**Problem requirements**.
Write each line exactly as it stands, from the line containing "Q: Can you supply the bounding box around the pen" through the end of the data.
———
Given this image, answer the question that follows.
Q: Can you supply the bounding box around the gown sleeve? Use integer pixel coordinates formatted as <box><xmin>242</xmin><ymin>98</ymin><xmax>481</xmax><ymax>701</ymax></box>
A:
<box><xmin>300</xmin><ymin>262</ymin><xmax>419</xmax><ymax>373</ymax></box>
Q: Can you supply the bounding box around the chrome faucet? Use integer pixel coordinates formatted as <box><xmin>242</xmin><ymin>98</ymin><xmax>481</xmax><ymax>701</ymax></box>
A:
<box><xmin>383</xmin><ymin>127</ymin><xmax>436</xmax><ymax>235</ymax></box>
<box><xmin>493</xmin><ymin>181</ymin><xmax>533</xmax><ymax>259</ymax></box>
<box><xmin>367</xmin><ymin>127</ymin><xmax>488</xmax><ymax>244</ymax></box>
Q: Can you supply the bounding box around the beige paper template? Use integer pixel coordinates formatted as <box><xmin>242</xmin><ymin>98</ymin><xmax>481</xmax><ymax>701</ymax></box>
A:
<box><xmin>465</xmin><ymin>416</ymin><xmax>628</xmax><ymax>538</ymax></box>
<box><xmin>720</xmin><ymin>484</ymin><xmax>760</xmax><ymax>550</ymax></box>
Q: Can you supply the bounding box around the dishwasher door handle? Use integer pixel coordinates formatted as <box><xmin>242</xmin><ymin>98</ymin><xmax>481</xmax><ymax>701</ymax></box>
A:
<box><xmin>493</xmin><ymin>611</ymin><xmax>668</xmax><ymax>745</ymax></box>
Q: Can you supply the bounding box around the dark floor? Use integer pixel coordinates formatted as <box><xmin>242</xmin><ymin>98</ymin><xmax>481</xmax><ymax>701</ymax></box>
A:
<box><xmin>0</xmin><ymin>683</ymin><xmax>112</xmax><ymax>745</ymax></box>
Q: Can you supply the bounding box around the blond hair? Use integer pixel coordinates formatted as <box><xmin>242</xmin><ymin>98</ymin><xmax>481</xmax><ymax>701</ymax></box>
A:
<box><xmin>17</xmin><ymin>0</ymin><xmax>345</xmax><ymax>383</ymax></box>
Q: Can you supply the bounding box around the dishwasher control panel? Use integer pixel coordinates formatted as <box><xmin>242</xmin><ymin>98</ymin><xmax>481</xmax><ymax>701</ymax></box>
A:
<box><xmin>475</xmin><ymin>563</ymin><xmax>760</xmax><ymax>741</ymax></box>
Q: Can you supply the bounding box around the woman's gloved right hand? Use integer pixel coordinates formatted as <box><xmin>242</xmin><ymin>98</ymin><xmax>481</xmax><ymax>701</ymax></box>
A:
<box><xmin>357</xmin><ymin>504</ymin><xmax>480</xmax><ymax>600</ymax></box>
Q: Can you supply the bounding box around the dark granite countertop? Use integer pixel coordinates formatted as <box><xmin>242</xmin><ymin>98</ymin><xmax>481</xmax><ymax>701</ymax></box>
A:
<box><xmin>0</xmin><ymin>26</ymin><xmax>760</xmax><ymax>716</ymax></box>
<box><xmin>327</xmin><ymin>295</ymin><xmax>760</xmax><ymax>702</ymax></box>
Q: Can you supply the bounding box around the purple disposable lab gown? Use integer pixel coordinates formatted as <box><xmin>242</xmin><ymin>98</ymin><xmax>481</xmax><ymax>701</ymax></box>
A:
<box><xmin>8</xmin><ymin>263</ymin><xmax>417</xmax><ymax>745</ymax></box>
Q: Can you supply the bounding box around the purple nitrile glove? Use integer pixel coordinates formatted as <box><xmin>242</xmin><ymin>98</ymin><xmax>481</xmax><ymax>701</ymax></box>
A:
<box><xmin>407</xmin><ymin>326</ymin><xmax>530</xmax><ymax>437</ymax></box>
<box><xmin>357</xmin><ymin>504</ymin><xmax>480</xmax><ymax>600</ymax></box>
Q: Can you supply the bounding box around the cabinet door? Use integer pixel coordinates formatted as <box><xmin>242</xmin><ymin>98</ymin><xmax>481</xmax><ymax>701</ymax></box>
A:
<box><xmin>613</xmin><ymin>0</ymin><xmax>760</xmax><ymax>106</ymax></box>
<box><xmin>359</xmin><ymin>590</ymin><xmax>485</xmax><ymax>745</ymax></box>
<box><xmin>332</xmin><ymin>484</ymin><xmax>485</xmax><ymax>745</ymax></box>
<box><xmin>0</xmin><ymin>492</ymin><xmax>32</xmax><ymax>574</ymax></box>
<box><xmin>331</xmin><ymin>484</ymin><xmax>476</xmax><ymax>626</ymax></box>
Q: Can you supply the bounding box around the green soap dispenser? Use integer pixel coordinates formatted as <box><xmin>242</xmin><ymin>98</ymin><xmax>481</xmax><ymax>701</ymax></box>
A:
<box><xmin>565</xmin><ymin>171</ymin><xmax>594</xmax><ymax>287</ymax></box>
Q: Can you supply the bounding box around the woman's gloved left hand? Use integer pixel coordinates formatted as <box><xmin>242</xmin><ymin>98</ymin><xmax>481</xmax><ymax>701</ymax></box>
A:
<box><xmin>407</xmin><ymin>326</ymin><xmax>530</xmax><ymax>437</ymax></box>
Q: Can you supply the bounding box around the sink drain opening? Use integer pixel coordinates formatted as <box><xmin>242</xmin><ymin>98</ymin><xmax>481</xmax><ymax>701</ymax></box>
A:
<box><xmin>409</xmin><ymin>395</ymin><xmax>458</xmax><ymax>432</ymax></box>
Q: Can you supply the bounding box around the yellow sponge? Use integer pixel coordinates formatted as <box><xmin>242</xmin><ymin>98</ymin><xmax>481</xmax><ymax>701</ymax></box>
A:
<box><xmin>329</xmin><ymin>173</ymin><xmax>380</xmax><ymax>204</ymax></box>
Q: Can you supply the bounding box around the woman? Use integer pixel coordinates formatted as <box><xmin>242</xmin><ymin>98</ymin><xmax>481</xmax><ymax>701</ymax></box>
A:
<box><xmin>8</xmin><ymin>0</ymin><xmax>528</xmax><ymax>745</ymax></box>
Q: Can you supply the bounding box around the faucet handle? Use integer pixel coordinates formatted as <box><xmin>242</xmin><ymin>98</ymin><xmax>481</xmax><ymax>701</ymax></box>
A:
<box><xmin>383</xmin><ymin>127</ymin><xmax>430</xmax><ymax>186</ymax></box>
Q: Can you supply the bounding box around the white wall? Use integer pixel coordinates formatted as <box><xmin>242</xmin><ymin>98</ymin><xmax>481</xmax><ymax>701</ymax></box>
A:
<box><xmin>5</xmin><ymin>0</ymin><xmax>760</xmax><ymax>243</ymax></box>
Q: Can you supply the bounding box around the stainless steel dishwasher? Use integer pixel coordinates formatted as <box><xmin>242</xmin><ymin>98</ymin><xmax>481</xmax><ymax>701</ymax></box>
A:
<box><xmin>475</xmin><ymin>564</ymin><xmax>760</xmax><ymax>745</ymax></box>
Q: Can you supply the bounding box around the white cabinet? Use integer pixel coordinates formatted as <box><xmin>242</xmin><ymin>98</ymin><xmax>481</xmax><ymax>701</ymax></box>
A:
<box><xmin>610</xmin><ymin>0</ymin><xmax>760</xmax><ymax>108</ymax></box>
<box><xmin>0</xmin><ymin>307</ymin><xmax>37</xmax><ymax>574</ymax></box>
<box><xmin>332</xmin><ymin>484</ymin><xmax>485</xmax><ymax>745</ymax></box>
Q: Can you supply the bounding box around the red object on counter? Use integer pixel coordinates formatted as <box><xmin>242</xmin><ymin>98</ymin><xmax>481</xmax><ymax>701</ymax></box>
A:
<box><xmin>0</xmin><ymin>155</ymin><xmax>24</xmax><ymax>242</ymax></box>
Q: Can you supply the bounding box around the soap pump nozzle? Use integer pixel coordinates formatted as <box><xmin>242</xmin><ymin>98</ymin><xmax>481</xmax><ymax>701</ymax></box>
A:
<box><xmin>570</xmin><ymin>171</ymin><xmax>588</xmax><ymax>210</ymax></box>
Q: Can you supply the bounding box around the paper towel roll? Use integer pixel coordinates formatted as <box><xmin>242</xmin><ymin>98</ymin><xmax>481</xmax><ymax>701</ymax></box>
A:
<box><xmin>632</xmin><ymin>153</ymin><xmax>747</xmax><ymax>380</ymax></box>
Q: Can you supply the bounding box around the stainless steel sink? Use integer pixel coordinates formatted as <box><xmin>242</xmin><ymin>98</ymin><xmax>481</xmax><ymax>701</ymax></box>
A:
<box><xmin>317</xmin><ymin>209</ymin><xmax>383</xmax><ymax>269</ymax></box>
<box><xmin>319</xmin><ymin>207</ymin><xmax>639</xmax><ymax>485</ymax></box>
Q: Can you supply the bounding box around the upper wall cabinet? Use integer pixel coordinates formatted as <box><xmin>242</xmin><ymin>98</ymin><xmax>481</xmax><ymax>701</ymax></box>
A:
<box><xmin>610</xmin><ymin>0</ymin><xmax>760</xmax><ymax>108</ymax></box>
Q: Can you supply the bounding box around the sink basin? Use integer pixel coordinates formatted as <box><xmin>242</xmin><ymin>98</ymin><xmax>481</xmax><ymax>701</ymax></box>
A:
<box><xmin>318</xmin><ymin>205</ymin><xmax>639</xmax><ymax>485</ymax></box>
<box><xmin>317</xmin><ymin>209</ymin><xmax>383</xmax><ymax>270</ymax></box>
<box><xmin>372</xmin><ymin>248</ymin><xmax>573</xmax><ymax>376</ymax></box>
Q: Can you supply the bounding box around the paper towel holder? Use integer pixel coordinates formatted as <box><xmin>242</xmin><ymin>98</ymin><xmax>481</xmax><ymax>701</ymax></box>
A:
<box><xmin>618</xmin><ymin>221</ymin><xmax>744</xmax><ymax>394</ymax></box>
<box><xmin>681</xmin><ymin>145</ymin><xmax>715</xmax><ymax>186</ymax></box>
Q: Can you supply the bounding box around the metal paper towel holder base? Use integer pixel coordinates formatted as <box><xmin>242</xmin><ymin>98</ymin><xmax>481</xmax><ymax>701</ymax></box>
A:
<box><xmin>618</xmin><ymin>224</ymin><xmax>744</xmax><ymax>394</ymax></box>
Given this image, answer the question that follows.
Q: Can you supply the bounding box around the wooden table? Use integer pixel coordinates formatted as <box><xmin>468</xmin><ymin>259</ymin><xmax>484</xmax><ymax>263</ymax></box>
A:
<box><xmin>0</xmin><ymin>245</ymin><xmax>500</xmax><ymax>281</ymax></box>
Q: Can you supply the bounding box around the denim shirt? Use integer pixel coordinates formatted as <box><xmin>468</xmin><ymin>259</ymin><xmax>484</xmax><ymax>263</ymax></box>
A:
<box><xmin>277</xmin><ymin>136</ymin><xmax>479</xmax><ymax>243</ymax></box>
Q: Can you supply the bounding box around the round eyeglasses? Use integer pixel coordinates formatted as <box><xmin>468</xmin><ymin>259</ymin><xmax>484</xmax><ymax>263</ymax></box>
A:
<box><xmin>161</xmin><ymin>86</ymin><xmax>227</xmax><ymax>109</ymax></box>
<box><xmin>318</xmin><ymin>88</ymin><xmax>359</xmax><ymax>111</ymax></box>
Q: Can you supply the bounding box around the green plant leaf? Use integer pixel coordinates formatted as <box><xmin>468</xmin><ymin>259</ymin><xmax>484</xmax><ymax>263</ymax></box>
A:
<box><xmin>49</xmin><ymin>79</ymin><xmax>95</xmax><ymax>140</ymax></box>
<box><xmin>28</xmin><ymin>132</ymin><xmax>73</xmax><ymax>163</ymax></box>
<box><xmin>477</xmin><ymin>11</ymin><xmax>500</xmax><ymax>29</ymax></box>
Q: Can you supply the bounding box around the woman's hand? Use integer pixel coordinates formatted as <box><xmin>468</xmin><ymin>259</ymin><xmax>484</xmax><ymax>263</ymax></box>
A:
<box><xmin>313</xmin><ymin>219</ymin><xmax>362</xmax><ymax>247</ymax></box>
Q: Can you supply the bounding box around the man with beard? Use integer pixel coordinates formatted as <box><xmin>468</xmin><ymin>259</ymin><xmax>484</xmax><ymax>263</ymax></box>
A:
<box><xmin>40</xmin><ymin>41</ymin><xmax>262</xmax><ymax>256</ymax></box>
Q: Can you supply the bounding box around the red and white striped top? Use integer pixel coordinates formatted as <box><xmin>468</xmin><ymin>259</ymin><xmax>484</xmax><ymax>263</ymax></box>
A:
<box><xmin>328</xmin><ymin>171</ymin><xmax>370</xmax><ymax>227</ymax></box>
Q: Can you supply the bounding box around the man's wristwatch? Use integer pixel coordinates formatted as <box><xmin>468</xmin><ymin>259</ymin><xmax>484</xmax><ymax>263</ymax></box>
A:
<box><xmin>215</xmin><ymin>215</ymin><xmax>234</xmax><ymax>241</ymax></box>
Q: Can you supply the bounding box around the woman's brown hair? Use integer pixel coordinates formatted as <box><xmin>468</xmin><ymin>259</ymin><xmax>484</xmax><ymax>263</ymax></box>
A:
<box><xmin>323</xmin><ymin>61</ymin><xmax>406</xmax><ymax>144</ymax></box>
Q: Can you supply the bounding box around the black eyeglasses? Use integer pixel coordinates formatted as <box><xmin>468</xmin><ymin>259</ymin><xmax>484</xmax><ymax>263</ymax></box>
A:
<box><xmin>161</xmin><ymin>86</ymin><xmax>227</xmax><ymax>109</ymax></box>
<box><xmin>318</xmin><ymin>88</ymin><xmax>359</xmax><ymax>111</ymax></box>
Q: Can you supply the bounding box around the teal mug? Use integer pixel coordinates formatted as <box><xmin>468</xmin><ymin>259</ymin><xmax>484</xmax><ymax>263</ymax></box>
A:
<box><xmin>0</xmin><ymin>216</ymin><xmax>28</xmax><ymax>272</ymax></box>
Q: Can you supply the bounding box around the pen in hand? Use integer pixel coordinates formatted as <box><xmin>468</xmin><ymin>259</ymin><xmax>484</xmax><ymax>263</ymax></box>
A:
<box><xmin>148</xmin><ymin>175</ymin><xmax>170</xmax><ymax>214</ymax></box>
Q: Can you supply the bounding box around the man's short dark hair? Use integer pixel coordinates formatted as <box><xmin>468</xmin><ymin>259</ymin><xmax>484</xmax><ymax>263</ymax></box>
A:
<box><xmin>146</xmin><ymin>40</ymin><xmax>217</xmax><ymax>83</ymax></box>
———
**Task answer**.
Q: Can you supply the bounding box around the pen in hand? Use integer pixel coordinates formatted as <box><xmin>468</xmin><ymin>259</ymin><xmax>484</xmax><ymax>263</ymax></box>
A:
<box><xmin>148</xmin><ymin>175</ymin><xmax>170</xmax><ymax>214</ymax></box>
Q: Can you supply the bounding box around the man's short dark hair? Use integer pixel coordinates formatted as <box><xmin>468</xmin><ymin>259</ymin><xmax>484</xmax><ymax>263</ymax></box>
A:
<box><xmin>146</xmin><ymin>40</ymin><xmax>217</xmax><ymax>83</ymax></box>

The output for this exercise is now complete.